### PROBLEM TO WORK ON
Return the listing below unchanged, except that the pictures are dropped.
──────── PROVIDED DATA ────────
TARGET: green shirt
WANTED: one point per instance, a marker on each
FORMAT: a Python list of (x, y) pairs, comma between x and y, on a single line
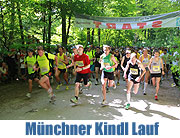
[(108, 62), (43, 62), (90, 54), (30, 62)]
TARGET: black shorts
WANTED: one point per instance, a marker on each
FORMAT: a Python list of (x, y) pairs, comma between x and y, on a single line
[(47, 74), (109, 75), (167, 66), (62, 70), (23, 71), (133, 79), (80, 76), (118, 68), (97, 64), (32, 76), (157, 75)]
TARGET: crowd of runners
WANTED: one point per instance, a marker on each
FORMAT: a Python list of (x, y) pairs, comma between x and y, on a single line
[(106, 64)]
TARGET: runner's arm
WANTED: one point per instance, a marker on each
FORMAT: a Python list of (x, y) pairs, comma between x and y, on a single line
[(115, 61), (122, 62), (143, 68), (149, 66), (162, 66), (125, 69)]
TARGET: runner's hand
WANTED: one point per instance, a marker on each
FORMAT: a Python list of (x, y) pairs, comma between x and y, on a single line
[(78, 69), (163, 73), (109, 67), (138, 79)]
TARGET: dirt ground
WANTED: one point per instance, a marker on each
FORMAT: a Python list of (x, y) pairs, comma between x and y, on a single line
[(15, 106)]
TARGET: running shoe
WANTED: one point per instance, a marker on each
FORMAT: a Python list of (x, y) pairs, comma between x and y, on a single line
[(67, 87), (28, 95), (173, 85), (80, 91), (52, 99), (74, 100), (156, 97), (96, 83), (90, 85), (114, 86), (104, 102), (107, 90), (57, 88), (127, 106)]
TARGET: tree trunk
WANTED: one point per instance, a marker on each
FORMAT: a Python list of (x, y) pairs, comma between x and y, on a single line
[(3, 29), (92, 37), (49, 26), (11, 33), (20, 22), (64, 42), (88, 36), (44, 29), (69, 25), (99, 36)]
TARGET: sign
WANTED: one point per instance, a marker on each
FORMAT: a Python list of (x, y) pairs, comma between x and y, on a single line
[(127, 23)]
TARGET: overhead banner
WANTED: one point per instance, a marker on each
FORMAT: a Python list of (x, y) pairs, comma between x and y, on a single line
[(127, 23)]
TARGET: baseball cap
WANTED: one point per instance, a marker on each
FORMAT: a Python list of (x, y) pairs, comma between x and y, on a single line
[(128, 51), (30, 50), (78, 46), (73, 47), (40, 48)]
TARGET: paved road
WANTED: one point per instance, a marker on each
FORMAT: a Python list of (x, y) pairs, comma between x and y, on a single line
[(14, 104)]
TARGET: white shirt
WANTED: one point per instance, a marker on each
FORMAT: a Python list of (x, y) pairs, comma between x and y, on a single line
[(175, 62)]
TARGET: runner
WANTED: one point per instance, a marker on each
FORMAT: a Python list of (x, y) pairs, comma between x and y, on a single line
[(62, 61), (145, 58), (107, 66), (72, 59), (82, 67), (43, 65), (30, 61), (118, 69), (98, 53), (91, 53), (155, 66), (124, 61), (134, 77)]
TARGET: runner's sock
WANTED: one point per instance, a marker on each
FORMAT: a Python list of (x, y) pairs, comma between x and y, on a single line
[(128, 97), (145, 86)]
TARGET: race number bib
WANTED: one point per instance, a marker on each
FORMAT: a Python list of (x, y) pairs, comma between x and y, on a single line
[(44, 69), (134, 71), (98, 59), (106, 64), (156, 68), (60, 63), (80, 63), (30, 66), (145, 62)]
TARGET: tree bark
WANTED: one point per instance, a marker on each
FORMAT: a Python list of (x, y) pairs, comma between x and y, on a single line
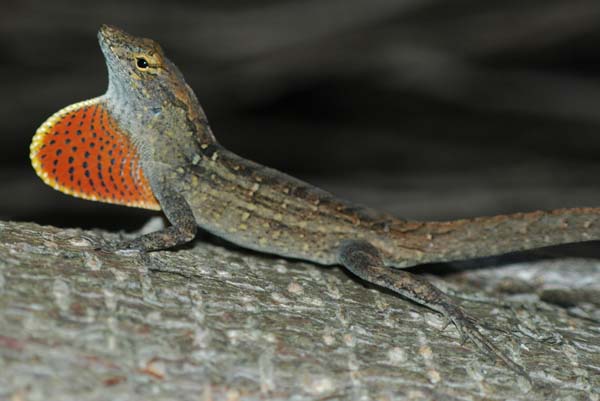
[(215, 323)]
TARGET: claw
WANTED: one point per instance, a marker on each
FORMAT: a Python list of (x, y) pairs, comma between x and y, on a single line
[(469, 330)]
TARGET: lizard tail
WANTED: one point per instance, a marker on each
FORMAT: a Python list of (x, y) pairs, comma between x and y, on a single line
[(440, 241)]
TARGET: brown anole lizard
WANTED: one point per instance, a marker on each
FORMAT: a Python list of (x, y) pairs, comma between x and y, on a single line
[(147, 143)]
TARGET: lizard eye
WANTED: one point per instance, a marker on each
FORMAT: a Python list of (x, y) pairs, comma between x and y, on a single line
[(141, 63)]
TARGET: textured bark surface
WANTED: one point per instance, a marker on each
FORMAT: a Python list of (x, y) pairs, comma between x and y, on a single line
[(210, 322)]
────────
### RESULT FOR THIS TASK
TARGET: green shirt
WANTED: one point per instance, a marker on each
FORMAT: a Python list of (x, y) pairs, comma between x and y, on a single line
[(108, 62), (43, 62), (90, 54), (30, 62)]
TARGET: black shorts
WANTED: one point per instance, a marker on each
FORMAT: a Python list of (x, y) pairs, comma between x and y, on a single line
[(47, 74), (109, 75), (167, 66), (62, 70), (23, 71), (133, 79), (80, 76), (118, 68), (97, 64), (32, 76), (157, 75)]
TARGET: crowd of runners
WANTED: one point per instance, a marker on each
FORMAT: a Python list of (x, y) pairs, comma between x and y, on a single line
[(106, 64)]
TARGET: runner's arm
WANTED: one point per instance, a marker on each
FORMAT: a Python list of (x, y) pairs, comma between x and y, on a single line
[(115, 61), (122, 62), (143, 68), (149, 66), (162, 66), (125, 69)]
TARGET: runner's hand
WANTED: one point per instance, a marker on each
FORMAT: a Python list of (x, y) pairs, comma between x and y, on a single line
[(78, 69), (163, 73), (109, 67), (138, 79)]
TARGET: dirt ground
WANTED: one point per instance, a marker on each
FORMAT: a Python list of (x, y) pairs, comma between x and y, on a single line
[(15, 106)]
TARGET: running shoe
WANTED: one point per instance, a marker on each
FORMAT: a Python list of (x, y) pairs, comma between x and y, on a single line
[(67, 87), (28, 95), (173, 85), (80, 91), (52, 99), (74, 100), (156, 97), (96, 83), (90, 85), (114, 86), (104, 102), (107, 90), (57, 88), (127, 106)]
TARGET: tree trunk
WANTED: one point per instance, a marker on each
FORMAT: a Python list of (x, y) pairs, comma between x and y, on a single line
[(3, 29), (92, 37), (49, 26), (11, 33), (20, 22), (64, 42), (88, 36), (44, 29), (69, 25), (99, 36)]
TARGET: sign
WANTED: one point per instance, a marker on each
FORMAT: a Python list of (x, y) pairs, comma between x and y, on a single line
[(127, 23)]
TARGET: overhead banner
WANTED: one point per instance, a marker on each
FORMAT: a Python list of (x, y) pairs, comma between x and y, on a single line
[(127, 23)]
TARGET: baseball cap
WANTED: one point per instance, a marker on each
FORMAT: a Python list of (x, y) pairs, comma between x and y, on a single line
[(128, 51), (30, 50), (78, 46), (73, 47), (40, 48)]
TARGET: paved road
WANTED: one point per instance, a marker on each
FORMAT: a Python list of (x, y) pairs, comma between x and y, on a single line
[(14, 104)]
TARGET: white shirt
WANTED: one point per instance, a marker on each
FORMAT: a Python list of (x, y) pairs, comma between x and y, on a single line
[(175, 62)]
TARGET: runner
WANTED: one point per instance, a marker on each
FORMAT: a Python list of (x, y) pairs, comma between x and y, on a single line
[(62, 61), (145, 58), (107, 66), (72, 59), (82, 67), (43, 65), (30, 61), (118, 69), (98, 53), (91, 53), (155, 66), (124, 61), (134, 77)]
TARGET: runner's sock
WANTED: one point per instance, a marker on each
FORMAT: a Python list of (x, y) pairs, comma between x and y, on a single line
[(128, 97), (145, 86)]
TARGET: race number bib
WANTED: one point per instance, a marker on each
FORMAT: a Python list of (x, y) pairs, comma between x and y, on a single line
[(44, 69), (134, 71), (98, 59), (106, 64), (156, 68), (60, 63), (80, 63), (30, 66), (145, 62)]
TARGET: tree bark
WANTED: one point per instance, a marker on each
FORMAT: a Python list of (x, y) pairs, comma between x and y, on a single line
[(215, 323)]
TARGET: claw
WANTED: one point per instance, a marker on each
FORMAT: a Python list of (x, y) pairs, comma between x and y, on a single line
[(469, 330)]
TARGET: lizard tail
WANTED: one point per instance, a marker on each
FORMAT: a Python list of (x, y) pairs, comma between x and y, on a single line
[(440, 241)]
TARGET: brown anole lizard
WANTED: one point per instance, a marker on each
FORMAT: a Python list of (x, y) pairs, comma between x and y, on a single line
[(147, 143)]
TARGET: lizard eye
WANTED: one point per instance, a marker on each
FORMAT: a Python list of (x, y) pairs, comma between x and y, on a single line
[(141, 63)]
TARGET: textured bark surface
WANTED: one point per instance, a marker on each
FORMAT: a Python list of (x, y) pairs, comma between x and y, on a single line
[(210, 322)]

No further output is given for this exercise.